_Supplied passage_
---+---

I voted remain in 2016, because I felt it was better for Britain to belong to an alliance of democracies. However, in my heart I felt that the EU was both undemocratic and bureaucratic. I understood why people wanted to take back control and the pressures that ordinary people face in their daily lives, particularly with the cost of living. It was clear to me after the referendum that the public had had enough. My constituency voted 68% to leave and I made it very clear to the residents of Harlow that I would do all I could to ensure that their wishes on Brexit were followed through. That is why I am strongly opposed to a second referendum, which would divide the country once again and disenfranchise the 17 million people who voted to leave. It would potentially cause political unrest and extremism, as many who voted to leave would feel that their wishes had been ignored.
I do not for a moment believe that the people were not informed or were too stupid. Far from it. In fact, it was us politicians who were the foolish ones for not listening to the anguish of many working class communities over many years, with people struggling with the cost of living and the pressure on our public services, and doing the right thing by working hard yet facing obstacle after obstacle in their daily lives. My view is that any withdrawal agreement needs to follow the wishes of the British people.

---+---

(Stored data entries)
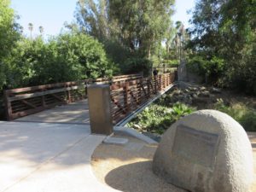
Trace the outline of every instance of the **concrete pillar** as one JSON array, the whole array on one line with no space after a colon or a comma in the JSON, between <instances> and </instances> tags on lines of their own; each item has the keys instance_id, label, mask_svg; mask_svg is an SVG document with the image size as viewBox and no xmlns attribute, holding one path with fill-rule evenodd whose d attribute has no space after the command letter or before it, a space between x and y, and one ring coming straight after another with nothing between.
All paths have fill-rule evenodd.
<instances>
[{"instance_id":1,"label":"concrete pillar","mask_svg":"<svg viewBox=\"0 0 256 192\"><path fill-rule=\"evenodd\" d=\"M88 103L91 133L110 135L113 132L113 122L109 85L90 85Z\"/></svg>"}]
</instances>

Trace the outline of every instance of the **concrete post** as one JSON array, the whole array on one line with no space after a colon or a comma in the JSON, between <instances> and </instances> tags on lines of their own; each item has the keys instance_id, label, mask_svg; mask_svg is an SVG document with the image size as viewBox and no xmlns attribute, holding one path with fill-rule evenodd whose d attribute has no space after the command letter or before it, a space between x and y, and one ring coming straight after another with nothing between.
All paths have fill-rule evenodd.
<instances>
[{"instance_id":1,"label":"concrete post","mask_svg":"<svg viewBox=\"0 0 256 192\"><path fill-rule=\"evenodd\" d=\"M88 103L91 133L110 135L113 122L109 85L88 86Z\"/></svg>"}]
</instances>

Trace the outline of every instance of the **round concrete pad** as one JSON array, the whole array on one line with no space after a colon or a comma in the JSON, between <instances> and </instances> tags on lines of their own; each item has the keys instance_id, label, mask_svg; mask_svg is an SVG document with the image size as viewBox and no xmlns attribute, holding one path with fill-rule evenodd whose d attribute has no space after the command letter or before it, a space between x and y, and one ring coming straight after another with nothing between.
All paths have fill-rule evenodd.
<instances>
[{"instance_id":1,"label":"round concrete pad","mask_svg":"<svg viewBox=\"0 0 256 192\"><path fill-rule=\"evenodd\" d=\"M169 183L195 192L248 191L253 179L247 133L231 117L214 110L195 112L172 125L153 167Z\"/></svg>"}]
</instances>

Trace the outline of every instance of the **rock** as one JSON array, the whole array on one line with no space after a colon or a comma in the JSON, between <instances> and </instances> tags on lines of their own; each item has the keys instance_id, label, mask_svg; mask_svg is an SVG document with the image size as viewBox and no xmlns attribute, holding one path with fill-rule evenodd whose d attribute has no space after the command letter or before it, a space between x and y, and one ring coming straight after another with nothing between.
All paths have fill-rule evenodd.
<instances>
[{"instance_id":1,"label":"rock","mask_svg":"<svg viewBox=\"0 0 256 192\"><path fill-rule=\"evenodd\" d=\"M210 97L210 92L208 90L204 90L199 94L199 96Z\"/></svg>"},{"instance_id":2,"label":"rock","mask_svg":"<svg viewBox=\"0 0 256 192\"><path fill-rule=\"evenodd\" d=\"M195 93L194 93L194 94L192 94L192 97L193 97L193 98L198 98L198 95L195 94Z\"/></svg>"},{"instance_id":3,"label":"rock","mask_svg":"<svg viewBox=\"0 0 256 192\"><path fill-rule=\"evenodd\" d=\"M194 97L193 98L193 104L198 105L198 103L207 104L208 103L208 99L207 98L202 98L202 97Z\"/></svg>"},{"instance_id":4,"label":"rock","mask_svg":"<svg viewBox=\"0 0 256 192\"><path fill-rule=\"evenodd\" d=\"M156 133L151 133L151 132L143 132L143 135L152 138L153 140L160 143L160 139L161 139L161 136L158 135Z\"/></svg>"},{"instance_id":5,"label":"rock","mask_svg":"<svg viewBox=\"0 0 256 192\"><path fill-rule=\"evenodd\" d=\"M135 129L137 129L137 130L141 130L141 129L142 129L142 127L141 127L139 125L137 125L137 124L134 124L132 126L133 126Z\"/></svg>"},{"instance_id":6,"label":"rock","mask_svg":"<svg viewBox=\"0 0 256 192\"><path fill-rule=\"evenodd\" d=\"M185 89L183 91L184 93L189 93L189 90L188 89Z\"/></svg>"},{"instance_id":7,"label":"rock","mask_svg":"<svg viewBox=\"0 0 256 192\"><path fill-rule=\"evenodd\" d=\"M221 93L221 90L212 87L212 90L211 90L211 92L212 93Z\"/></svg>"},{"instance_id":8,"label":"rock","mask_svg":"<svg viewBox=\"0 0 256 192\"><path fill-rule=\"evenodd\" d=\"M247 192L253 180L251 143L229 115L197 111L164 134L153 171L191 192Z\"/></svg>"},{"instance_id":9,"label":"rock","mask_svg":"<svg viewBox=\"0 0 256 192\"><path fill-rule=\"evenodd\" d=\"M182 91L180 90L176 90L173 91L172 95L173 96L178 96L182 93Z\"/></svg>"},{"instance_id":10,"label":"rock","mask_svg":"<svg viewBox=\"0 0 256 192\"><path fill-rule=\"evenodd\" d=\"M201 87L201 88L200 88L200 90L207 90L207 88L206 88L206 87L204 87L204 86L202 86L202 87Z\"/></svg>"}]
</instances>

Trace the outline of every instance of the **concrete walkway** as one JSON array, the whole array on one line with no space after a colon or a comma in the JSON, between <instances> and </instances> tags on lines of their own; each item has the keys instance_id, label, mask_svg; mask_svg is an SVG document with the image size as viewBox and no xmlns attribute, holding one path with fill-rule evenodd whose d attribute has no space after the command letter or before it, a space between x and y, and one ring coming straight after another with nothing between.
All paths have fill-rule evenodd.
<instances>
[{"instance_id":1,"label":"concrete walkway","mask_svg":"<svg viewBox=\"0 0 256 192\"><path fill-rule=\"evenodd\" d=\"M86 99L72 102L68 105L58 106L51 109L19 118L15 121L89 124L88 101Z\"/></svg>"},{"instance_id":2,"label":"concrete walkway","mask_svg":"<svg viewBox=\"0 0 256 192\"><path fill-rule=\"evenodd\" d=\"M0 192L117 191L91 172L104 138L85 125L0 121Z\"/></svg>"}]
</instances>

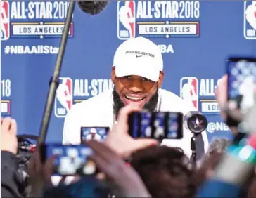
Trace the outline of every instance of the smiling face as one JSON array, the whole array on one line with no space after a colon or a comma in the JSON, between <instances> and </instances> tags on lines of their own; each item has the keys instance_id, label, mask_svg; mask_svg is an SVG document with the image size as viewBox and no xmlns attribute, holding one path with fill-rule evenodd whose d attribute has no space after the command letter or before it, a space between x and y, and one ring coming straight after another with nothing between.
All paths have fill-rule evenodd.
<instances>
[{"instance_id":1,"label":"smiling face","mask_svg":"<svg viewBox=\"0 0 256 198\"><path fill-rule=\"evenodd\" d=\"M135 75L117 77L113 67L111 79L115 84L114 113L117 114L120 108L132 103L154 111L158 100L158 89L162 86L163 76L163 72L160 72L156 82Z\"/></svg>"}]
</instances>

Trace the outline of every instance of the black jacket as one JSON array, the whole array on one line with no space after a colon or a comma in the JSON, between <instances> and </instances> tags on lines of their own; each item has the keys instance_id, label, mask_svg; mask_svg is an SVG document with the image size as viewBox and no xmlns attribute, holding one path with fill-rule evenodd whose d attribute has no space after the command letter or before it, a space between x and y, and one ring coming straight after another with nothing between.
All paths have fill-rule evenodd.
<instances>
[{"instance_id":1,"label":"black jacket","mask_svg":"<svg viewBox=\"0 0 256 198\"><path fill-rule=\"evenodd\" d=\"M18 169L16 156L7 151L1 151L1 197L23 197L24 183Z\"/></svg>"}]
</instances>

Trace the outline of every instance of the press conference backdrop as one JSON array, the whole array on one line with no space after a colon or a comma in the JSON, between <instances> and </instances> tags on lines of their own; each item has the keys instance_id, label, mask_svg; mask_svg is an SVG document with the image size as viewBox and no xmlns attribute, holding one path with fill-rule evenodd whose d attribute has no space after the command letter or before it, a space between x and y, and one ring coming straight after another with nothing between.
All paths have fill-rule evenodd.
<instances>
[{"instance_id":1,"label":"press conference backdrop","mask_svg":"<svg viewBox=\"0 0 256 198\"><path fill-rule=\"evenodd\" d=\"M113 87L115 51L138 36L158 45L163 88L183 93L206 115L209 139L229 137L214 90L229 55L256 55L256 1L111 1L95 16L76 6L47 141L62 140L73 104ZM17 120L19 134L39 133L68 7L68 1L1 1L1 115Z\"/></svg>"}]
</instances>

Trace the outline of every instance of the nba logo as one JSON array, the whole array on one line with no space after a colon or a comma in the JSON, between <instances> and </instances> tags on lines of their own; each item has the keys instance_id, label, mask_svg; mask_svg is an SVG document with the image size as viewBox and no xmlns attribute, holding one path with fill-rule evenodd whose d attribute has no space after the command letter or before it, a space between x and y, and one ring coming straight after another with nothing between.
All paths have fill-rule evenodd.
<instances>
[{"instance_id":1,"label":"nba logo","mask_svg":"<svg viewBox=\"0 0 256 198\"><path fill-rule=\"evenodd\" d=\"M65 117L73 104L73 84L70 78L60 78L55 96L54 112L56 117Z\"/></svg>"},{"instance_id":2,"label":"nba logo","mask_svg":"<svg viewBox=\"0 0 256 198\"><path fill-rule=\"evenodd\" d=\"M180 97L198 110L198 80L196 77L183 77L180 81Z\"/></svg>"},{"instance_id":3,"label":"nba logo","mask_svg":"<svg viewBox=\"0 0 256 198\"><path fill-rule=\"evenodd\" d=\"M10 37L9 2L1 1L1 40L6 41Z\"/></svg>"},{"instance_id":4,"label":"nba logo","mask_svg":"<svg viewBox=\"0 0 256 198\"><path fill-rule=\"evenodd\" d=\"M127 40L135 37L135 1L117 1L117 38Z\"/></svg>"},{"instance_id":5,"label":"nba logo","mask_svg":"<svg viewBox=\"0 0 256 198\"><path fill-rule=\"evenodd\" d=\"M256 39L256 1L245 1L243 20L245 38Z\"/></svg>"}]
</instances>

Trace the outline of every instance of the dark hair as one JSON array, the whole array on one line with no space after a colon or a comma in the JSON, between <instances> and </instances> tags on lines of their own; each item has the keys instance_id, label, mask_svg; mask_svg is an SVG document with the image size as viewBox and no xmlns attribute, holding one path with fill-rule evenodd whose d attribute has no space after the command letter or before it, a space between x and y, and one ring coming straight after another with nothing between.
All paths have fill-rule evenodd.
<instances>
[{"instance_id":1,"label":"dark hair","mask_svg":"<svg viewBox=\"0 0 256 198\"><path fill-rule=\"evenodd\" d=\"M179 148L151 146L132 157L152 197L192 197L196 192L189 159Z\"/></svg>"}]
</instances>

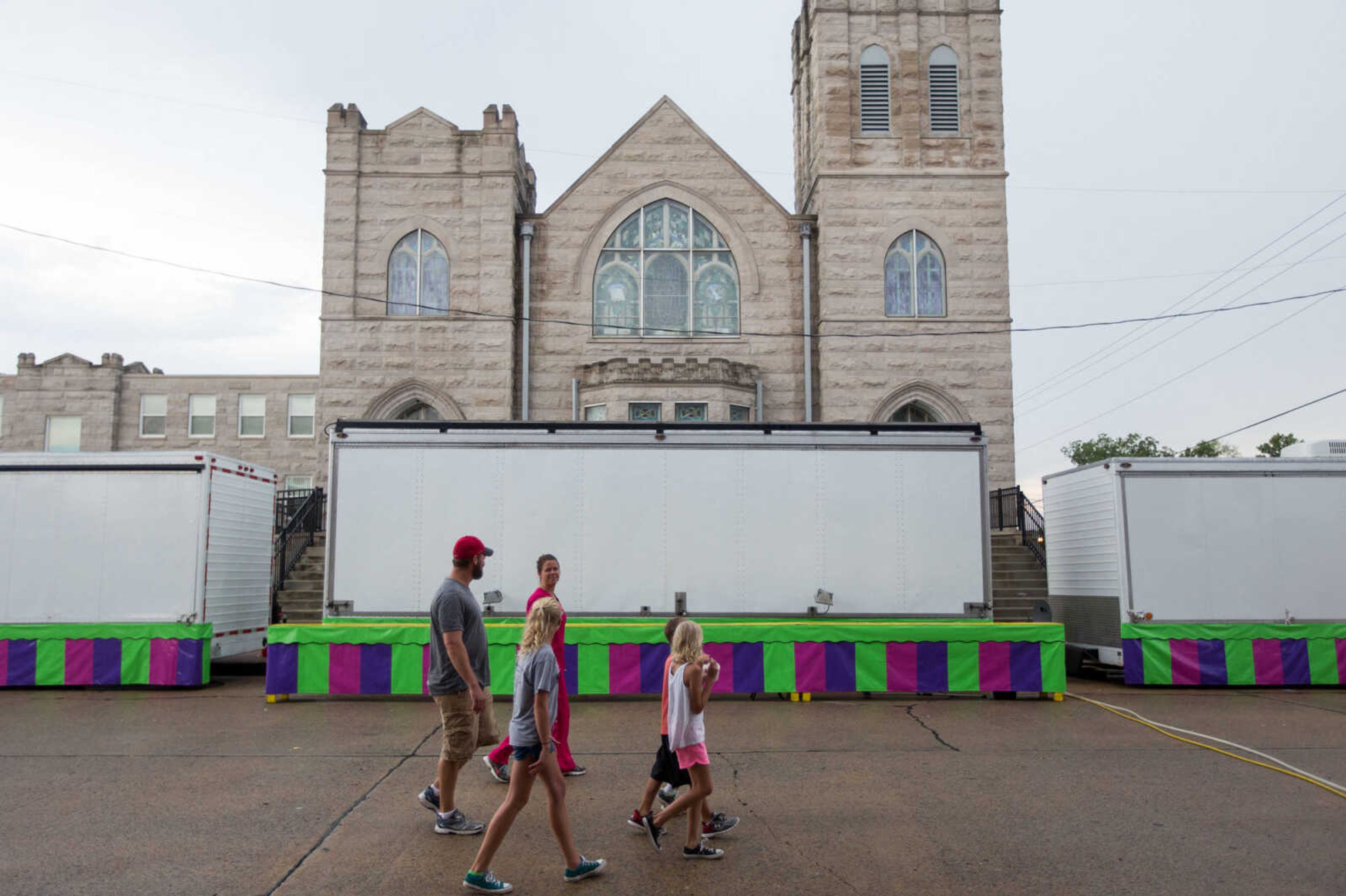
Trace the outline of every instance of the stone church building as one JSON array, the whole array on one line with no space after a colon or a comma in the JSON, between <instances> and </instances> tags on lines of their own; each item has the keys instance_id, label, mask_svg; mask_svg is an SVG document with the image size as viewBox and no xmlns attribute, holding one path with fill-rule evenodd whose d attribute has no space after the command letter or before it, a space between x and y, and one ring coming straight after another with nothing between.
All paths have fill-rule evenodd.
<instances>
[{"instance_id":1,"label":"stone church building","mask_svg":"<svg viewBox=\"0 0 1346 896\"><path fill-rule=\"evenodd\" d=\"M997 0L805 0L794 211L670 98L549 207L509 106L327 113L316 375L19 355L0 451L323 484L338 418L977 421L1014 483Z\"/></svg>"}]
</instances>

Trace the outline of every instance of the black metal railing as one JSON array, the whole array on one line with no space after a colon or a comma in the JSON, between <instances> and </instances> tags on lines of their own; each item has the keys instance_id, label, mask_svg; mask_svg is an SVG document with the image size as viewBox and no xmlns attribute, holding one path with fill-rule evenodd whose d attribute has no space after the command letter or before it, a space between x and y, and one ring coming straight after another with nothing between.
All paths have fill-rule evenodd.
<instances>
[{"instance_id":1,"label":"black metal railing","mask_svg":"<svg viewBox=\"0 0 1346 896\"><path fill-rule=\"evenodd\" d=\"M312 546L314 535L323 530L326 510L327 495L322 488L276 492L276 541L271 554L272 616L276 616L276 592L285 587L295 564Z\"/></svg>"},{"instance_id":2,"label":"black metal railing","mask_svg":"<svg viewBox=\"0 0 1346 896\"><path fill-rule=\"evenodd\" d=\"M1018 529L1023 546L1039 564L1047 565L1047 529L1042 511L1018 486L991 492L991 527Z\"/></svg>"}]
</instances>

---+---

_Exercises_
[1] In the Brexit statement, what percentage of the constituency voted to leave?
[2] Extend the Brexit statement, starting after its last sentence.

_Responses_
[1] 68%

[2]
The problem for me with the Prime Minister’s deal is this: how do I go back to my community of Harlow and say we do not have money for our libraries, hospital and community groups, but we can give £39 billion of hard-earned taxpayers’ money to the EU without even getting a trade deal at the end of it? When the House of Lords said there was no obligation to pay the £39 billion, should the Government not at least have published a cost-benefit analysis of the money we would have to give to the EU under the withdrawal agreement? We are tied to EU structures via the transition and the backstop, a spaghetti junction of EU bureaucracy that could potentially be infinite. I have never rebelled against this Prime Minister in this Parliament, but I will be voting against the deal tonight for those reasons. It would create two different regimes for Northern Ireland and the rest of the United Kingdom, and that has the potential to weaken our Union.
We are in this spaghetti junction without a voice, a vote or a veto. That is why I am trying, with Lucy Powell, to offer an alternative with a common market 2.0. A common market would take back control by removing us from the common fisheries policy and the common agricultural policy, taking back control of our fish and our farms. It would take us out of the jurisdiction of the European Court of Justice and offer us a break on freedom of movement, but safeguard jobs, communities, business and our economy.